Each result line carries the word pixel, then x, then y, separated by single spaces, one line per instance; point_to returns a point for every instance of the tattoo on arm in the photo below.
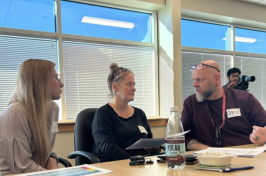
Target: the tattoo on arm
pixel 193 141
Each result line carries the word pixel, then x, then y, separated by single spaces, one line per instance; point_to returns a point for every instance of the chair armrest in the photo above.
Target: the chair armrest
pixel 93 158
pixel 64 162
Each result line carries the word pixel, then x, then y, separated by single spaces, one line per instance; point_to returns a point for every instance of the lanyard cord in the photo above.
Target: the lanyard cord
pixel 223 112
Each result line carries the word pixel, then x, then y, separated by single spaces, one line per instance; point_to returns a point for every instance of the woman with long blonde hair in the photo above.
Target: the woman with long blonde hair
pixel 28 126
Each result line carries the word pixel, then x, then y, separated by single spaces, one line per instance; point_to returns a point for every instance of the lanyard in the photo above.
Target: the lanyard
pixel 223 112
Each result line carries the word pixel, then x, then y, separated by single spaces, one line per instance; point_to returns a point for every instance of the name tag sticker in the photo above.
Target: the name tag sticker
pixel 142 129
pixel 55 127
pixel 233 112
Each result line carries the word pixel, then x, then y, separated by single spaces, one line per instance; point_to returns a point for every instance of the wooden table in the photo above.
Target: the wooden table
pixel 122 168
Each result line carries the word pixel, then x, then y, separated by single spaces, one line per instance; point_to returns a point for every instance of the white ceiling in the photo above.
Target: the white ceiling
pixel 259 2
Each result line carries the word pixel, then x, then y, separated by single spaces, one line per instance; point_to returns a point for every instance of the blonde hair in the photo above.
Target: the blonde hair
pixel 34 93
pixel 117 74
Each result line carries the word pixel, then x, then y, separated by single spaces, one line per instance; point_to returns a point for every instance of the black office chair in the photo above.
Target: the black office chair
pixel 83 140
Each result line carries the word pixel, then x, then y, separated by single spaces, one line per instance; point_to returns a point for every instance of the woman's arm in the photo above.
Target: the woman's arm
pixel 104 136
pixel 16 140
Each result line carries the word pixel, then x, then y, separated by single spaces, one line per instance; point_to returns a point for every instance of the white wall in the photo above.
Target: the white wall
pixel 228 11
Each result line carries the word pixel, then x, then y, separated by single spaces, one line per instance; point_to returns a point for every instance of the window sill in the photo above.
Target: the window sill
pixel 68 126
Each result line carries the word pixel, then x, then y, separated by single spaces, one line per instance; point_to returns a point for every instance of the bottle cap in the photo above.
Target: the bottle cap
pixel 174 109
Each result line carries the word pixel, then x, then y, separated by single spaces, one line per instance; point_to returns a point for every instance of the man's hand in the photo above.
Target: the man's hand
pixel 232 84
pixel 258 135
pixel 51 164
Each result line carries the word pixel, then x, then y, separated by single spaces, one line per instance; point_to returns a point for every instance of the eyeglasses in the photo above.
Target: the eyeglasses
pixel 116 72
pixel 200 65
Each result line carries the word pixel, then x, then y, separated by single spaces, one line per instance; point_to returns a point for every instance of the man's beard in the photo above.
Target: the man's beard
pixel 202 97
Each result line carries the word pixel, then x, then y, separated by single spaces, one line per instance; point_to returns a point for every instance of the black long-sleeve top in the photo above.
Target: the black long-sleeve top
pixel 113 134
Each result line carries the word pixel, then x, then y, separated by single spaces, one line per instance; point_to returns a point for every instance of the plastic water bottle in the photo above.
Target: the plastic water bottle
pixel 175 149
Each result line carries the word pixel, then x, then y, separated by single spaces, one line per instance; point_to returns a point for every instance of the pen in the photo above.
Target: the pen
pixel 237 168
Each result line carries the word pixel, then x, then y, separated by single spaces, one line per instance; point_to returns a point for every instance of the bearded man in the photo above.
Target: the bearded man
pixel 220 117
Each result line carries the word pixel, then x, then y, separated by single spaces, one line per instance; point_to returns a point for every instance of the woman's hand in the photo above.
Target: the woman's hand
pixel 152 150
pixel 51 164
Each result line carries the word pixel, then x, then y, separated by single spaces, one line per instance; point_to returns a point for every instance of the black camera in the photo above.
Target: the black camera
pixel 244 81
pixel 136 160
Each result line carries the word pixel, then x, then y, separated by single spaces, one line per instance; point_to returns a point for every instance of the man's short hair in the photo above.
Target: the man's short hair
pixel 233 70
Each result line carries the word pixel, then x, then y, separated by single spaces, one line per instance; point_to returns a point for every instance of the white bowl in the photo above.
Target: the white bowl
pixel 215 158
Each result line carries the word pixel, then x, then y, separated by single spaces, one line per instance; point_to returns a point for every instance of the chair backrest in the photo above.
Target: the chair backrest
pixel 83 140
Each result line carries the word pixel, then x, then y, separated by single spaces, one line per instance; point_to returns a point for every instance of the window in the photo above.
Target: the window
pixel 191 58
pixel 85 63
pixel 14 50
pixel 86 67
pixel 28 14
pixel 204 35
pixel 250 41
pixel 252 66
pixel 104 22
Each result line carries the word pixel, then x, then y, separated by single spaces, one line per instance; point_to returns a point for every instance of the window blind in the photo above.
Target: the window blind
pixel 86 67
pixel 192 58
pixel 254 67
pixel 13 51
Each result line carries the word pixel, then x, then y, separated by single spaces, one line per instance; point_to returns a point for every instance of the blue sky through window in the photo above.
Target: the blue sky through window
pixel 204 35
pixel 28 14
pixel 250 41
pixel 73 14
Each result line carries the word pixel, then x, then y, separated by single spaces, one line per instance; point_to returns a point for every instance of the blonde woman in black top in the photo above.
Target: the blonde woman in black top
pixel 118 125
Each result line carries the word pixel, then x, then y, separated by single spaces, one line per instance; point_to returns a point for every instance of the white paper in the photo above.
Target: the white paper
pixel 179 134
pixel 233 112
pixel 82 170
pixel 147 142
pixel 240 152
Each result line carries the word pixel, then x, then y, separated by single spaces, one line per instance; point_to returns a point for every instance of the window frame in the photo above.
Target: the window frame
pixel 59 36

○ ○ ○ ○ ○

▸ Problem to solve:
Write out the whole listing exactly. Do not include the pictures.

▸ Answer section:
Each result line carries the word pixel, then x, then y, separated by single spaces, one line per instance; point_to returns a point for every instance of the tattoo on arm in the photo below.
Target: the tattoo on arm
pixel 193 141
Each result line carries the word pixel, then x, then y, separated by single spaces, one line per instance; point_to returns a point for every instance of the chair armrest in the photo above.
Target: the chair armrest
pixel 93 158
pixel 64 162
Each result line carries the word pixel, then x, then y, separated by single spaces, one line per instance; point_to returns a point for every instance of the lanyard cord in the photo above.
Target: the lanyard cord
pixel 223 112
Each result line carries the word pixel, then x, then y, separated by single spaces, one line per instance; point_to returns a point for every instance of the woman with long blonde hair in the photo above.
Target: the woman with long blonde hair
pixel 28 126
Each result line carries the word pixel, then x, then y, separated by single spaces, one line per instance; point_to returns a point for every instance of the lanyard in the photo above.
Target: the lanyard
pixel 223 112
Each result line carries the word pixel, then x, then y, separated by single spaces, one line per instance; point_to returns a point for every instance of the name tag sticker in the photo above.
Target: the name tag sticker
pixel 142 129
pixel 55 127
pixel 233 112
Each result line carries the word pixel, then x, then y, separated by single spaces, one line per instance; point_to returns a point for every instance of the wooden table in the photo above.
Target: the wooden table
pixel 122 168
Each result line carries the word pixel, then x, then y, separated by single spaces, one line per instance; point_to returns a point for every instance of the white ceiling in the photo above.
Target: the white ceiling
pixel 259 2
Each result line carries the word pixel, then x, then y, separated by single spaces, one line per instance; point_to returns a point for every instance of the blonde hair in the photo above.
Target: the blonde hair
pixel 34 93
pixel 117 74
Each result line carries the word pixel, then x, then y, separated by single spaces, one line per instance; point_to returns a point for every instance of the black office chair in the photo above.
Target: the black office chair
pixel 83 140
Each result line carries the word pixel, then x, then y, separated by single spaces, one line per instance; point_to returns a point for every instance of the woman's arm in the photo above.
Target: the woman's arm
pixel 104 136
pixel 16 140
Each result line carries the word pixel, then x, then y, separated by single spaces, one line per instance; point_to returns a point for every instance of the white wall in the photo above.
Target: the white wall
pixel 228 11
Each result line carries the word pixel, then x, then y, separated by single spaces, one line per instance; point_to returns a point for every instance of the window sill in the photo above.
Target: the window sill
pixel 68 126
Each result line carries the word pixel, then x, then y, separated by single spaces, one line per instance; point_to returns a point for every instance of the bottle cap in the photo above.
Target: the bottle cap
pixel 174 109
Each result line carries the word pixel, then x, then y, separated by single spaces, one line per instance; point_to returns a point for every instance of the man's hand in the photo above.
Target: the man's hand
pixel 232 84
pixel 258 135
pixel 51 164
Each result line carries the word pixel, then x, then y, separated by single spaces, one line per instance; point_to returns a point for every instance of the eyeglasses in the photo above.
Target: the eyeglasses
pixel 116 72
pixel 200 65
Each result line carries the word pixel, then x, then y, separated by single spaces, one line per instance; point_to returns a point for every instance of the man's beard in the photo above.
Target: the man's beard
pixel 202 97
Each result line carries the word pixel, then x, then y, separated by single spaces, one line per instance; point_to returns a point for every instance of the black long-sleeve top in the photo above.
Target: the black long-sleeve top
pixel 113 134
Each result line carries the word pixel, then x, then y, separated by single spaces, one line per instance; point_to returns a point for every instance of the plastic water bottle in the photo above.
Target: the plastic water bottle
pixel 175 149
Each result line carries the word pixel, then x, then y, separated by single spaces, one line per instance; point_to returns a point for every instance of the pen in the photo above.
Target: the pen
pixel 237 168
Each result line carries the word pixel, then x, then y, separated by single spaces, one line per instance; point_to returns a point for every instance of the bearded man in the photo above.
Target: the bearded man
pixel 220 117
Each result line carries the word pixel, then x, then y, separated by single spaces, one line per instance; point_to returns a point for every instance of the woman's hand in the photo above.
Target: the woman's hand
pixel 152 150
pixel 51 164
Each result line carries the word pixel, then x, then y, separated by single spaces, one line per instance; point_to returns a point for every instance of the black camera in the photo above.
Target: the black camera
pixel 244 81
pixel 136 160
Each result line carries the word pixel, then x, then y, separated by single spaces, one line per instance; point_to returns a point for every instance of the man's short hair in the photo above.
Target: the man's short hair
pixel 233 70
Each result line carries the word pixel, then x, then y, separated by single spaces, one line per instance; point_to returns a point for every instance of the white bowl in the photo above.
Target: the white bowl
pixel 215 158
Each result line carries the word pixel, then x, then y, separated by single spaces, one line per instance; point_to returns a point for every instance of the chair backrest in the photo above.
Target: the chair backrest
pixel 83 140
Each result line carries the word pixel, then x, then y, separated by single spaces, one line per instance; point_to returns a point for every instance of the window in the photo above.
Target: the window
pixel 191 58
pixel 85 63
pixel 14 50
pixel 86 67
pixel 28 14
pixel 204 35
pixel 250 41
pixel 252 66
pixel 104 22
Each result line carries the word pixel, then x, then y, separated by single spaces, one line per instance; point_to returns a point for every instance of the window blind in the photo above.
Target: the window blind
pixel 86 67
pixel 192 58
pixel 254 67
pixel 13 51
Each result line carries the word pixel, then x, then y, separated by single spaces, one line per instance; point_to returns a point for every instance of the blue sky through window in the photo above.
Target: the blue sky through window
pixel 204 35
pixel 28 14
pixel 250 41
pixel 73 14
Each result line carries the word pixel, then x, then y, separated by single spaces, one line per instance; point_to returns a point for every instance of the blonde woman in black top in the photo above.
Target: the blonde woman in black top
pixel 118 125
Each result line carries the word pixel, then x, then y, separated by single spaces, one line per instance; point_to returns a point for every instance of the white paper in the photo above.
Target: the white paper
pixel 179 134
pixel 233 112
pixel 82 170
pixel 147 142
pixel 240 152
Each result line carries the word pixel, then x, then y, separated by single spaces, one line per instance; point_to returns a point for every instance of the window frame in the photo above.
Target: the window frame
pixel 59 36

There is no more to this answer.